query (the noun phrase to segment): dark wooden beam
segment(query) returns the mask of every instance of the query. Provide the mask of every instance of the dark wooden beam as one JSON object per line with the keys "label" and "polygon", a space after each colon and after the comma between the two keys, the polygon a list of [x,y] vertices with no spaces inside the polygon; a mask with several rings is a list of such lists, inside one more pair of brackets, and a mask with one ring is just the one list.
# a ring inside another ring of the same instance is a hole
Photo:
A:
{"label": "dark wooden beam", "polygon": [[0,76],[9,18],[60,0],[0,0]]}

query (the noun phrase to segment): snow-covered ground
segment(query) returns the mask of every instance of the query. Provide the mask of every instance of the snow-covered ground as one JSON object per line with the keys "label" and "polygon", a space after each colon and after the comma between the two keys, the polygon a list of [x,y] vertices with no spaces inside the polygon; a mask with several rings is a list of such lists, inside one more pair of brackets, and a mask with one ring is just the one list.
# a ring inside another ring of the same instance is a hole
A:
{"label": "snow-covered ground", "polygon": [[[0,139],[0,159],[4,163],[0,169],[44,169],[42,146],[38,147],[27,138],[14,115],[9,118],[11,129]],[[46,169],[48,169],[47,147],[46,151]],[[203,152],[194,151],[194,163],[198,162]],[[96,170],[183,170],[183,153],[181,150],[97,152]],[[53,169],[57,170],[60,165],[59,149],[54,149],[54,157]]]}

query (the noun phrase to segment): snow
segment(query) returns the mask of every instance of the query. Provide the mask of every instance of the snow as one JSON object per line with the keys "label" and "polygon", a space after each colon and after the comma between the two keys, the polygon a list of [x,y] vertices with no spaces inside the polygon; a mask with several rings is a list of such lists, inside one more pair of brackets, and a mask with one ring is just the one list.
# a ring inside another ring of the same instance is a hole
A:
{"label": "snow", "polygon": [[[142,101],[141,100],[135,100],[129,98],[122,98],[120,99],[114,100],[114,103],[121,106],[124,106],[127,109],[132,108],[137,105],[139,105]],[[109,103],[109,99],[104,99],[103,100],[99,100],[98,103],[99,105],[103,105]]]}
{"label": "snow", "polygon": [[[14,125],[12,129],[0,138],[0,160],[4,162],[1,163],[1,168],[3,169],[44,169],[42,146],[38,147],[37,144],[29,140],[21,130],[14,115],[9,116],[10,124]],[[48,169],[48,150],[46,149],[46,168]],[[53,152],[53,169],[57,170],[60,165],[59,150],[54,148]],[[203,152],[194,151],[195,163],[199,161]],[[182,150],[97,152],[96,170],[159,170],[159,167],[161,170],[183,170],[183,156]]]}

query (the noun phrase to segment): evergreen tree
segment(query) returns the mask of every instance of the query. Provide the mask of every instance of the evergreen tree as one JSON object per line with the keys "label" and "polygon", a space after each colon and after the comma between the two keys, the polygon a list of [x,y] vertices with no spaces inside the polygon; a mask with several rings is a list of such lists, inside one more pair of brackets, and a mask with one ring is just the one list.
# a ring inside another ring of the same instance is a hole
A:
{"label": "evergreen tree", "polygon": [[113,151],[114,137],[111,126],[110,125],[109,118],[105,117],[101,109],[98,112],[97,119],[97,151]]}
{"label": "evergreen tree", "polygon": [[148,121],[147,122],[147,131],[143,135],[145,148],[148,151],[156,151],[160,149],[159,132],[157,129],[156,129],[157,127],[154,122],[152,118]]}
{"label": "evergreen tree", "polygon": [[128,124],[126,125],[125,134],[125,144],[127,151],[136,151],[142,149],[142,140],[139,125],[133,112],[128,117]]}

━━━━━━

_O que fazer_
Formate todas as linhas dos dados acima como uma lista JSON de strings, com uma string para cada linha e sem as linhas em branco.

_Solução do problema_
[
  "query (the noun phrase to segment): dark wooden beam",
  "segment(query) returns the mask of every instance of the query. Provide the mask of every instance of the dark wooden beam as one JSON object per line with the keys \"label\" and \"polygon\", a space after each colon and after the comma between the two keys, the polygon a list of [x,y] vertices with no spaces inside the polygon; a mask with several rings is a list of such lists, inside one more pair of brackets, and a mask with one ring is just the one list.",
  "# a ring inside another ring of the same instance is a hole",
  "Photo:",
  "A:",
  "{\"label\": \"dark wooden beam\", \"polygon\": [[0,76],[9,18],[60,0],[0,0]]}",
  "query (the noun phrase to segment): snow-covered ground",
  "segment(query) returns the mask of every instance of the query. Provide the mask of every instance of the snow-covered ground as one JSON object per line with the keys \"label\" and \"polygon\", a space after each colon and after the comma between the two keys, the polygon a list of [x,y] vertices with no spaces inside the polygon; a mask with several rings is a list of such lists, inside one more pair of brackets, and a mask with one ring is just the one list.",
  "# a ring inside another ring of the same instance is a hole",
  "A:",
  "{\"label\": \"snow-covered ground\", \"polygon\": [[[0,139],[0,159],[4,163],[0,169],[44,169],[42,146],[38,147],[27,138],[14,115],[9,118],[11,129]],[[46,169],[48,169],[47,147],[46,151]],[[203,152],[194,151],[194,163],[198,162]],[[96,170],[183,170],[183,153],[181,150],[97,152]],[[53,169],[57,170],[60,165],[59,149],[54,149],[54,157]]]}",
  "query (the noun phrase to segment): snow",
  "segment(query) returns the mask of every instance of the query. Provide the mask of every instance of the snow as one JSON object per line with the keys \"label\" and \"polygon\", a space after each colon and after the comma between the two keys, the polygon a list of [x,y] vertices with no spaces inside the polygon; a mask with several rings is a list of such lists, inside one more pair of brackets, and a mask with one ring is just the one list.",
  "# a ring inside another ring of the same instance is a hole",
  "A:",
  "{\"label\": \"snow\", \"polygon\": [[[142,101],[141,100],[135,100],[129,98],[122,98],[120,99],[114,100],[114,103],[121,106],[124,106],[127,109],[132,108],[137,105],[139,105]],[[109,103],[109,99],[104,99],[103,100],[99,100],[98,103],[99,105],[103,105]]]}",
  "{\"label\": \"snow\", \"polygon\": [[[14,125],[12,129],[0,138],[0,160],[4,162],[1,163],[1,168],[3,169],[44,169],[42,146],[38,147],[37,144],[29,140],[21,130],[14,115],[9,116],[10,124]],[[48,169],[48,150],[46,149],[46,168]],[[53,152],[53,169],[57,170],[60,165],[59,150],[54,148]],[[203,152],[194,151],[195,163],[199,161]],[[182,150],[97,152],[96,170],[159,170],[159,167],[161,170],[183,170],[183,156]]]}",
  "query (the noun phrase to segment): evergreen tree",
  "segment(query) returns the mask of every instance of the query. Provide the mask of every instance of the evergreen tree as one JSON object per line with the keys \"label\" and \"polygon\", a space after each colon and after the comma between the two keys, the polygon a list of [x,y] vertices with no spaces inside the polygon; a mask with several rings is a list of such lists, inside one more pair of brackets, and a mask with one ring is just the one list.",
  "# a ring inside another ring of the same instance is a hole",
  "A:",
  "{\"label\": \"evergreen tree\", \"polygon\": [[113,151],[114,137],[111,126],[110,125],[109,118],[105,117],[101,109],[98,112],[97,119],[97,151]]}",
  "{\"label\": \"evergreen tree\", \"polygon\": [[148,121],[147,122],[147,131],[143,135],[145,148],[148,151],[156,151],[160,149],[159,132],[157,129],[156,129],[157,127],[154,122],[152,118]]}",
  "{\"label\": \"evergreen tree\", \"polygon\": [[128,124],[126,125],[125,134],[125,144],[127,151],[136,151],[142,149],[142,140],[139,125],[133,112],[128,117]]}"
]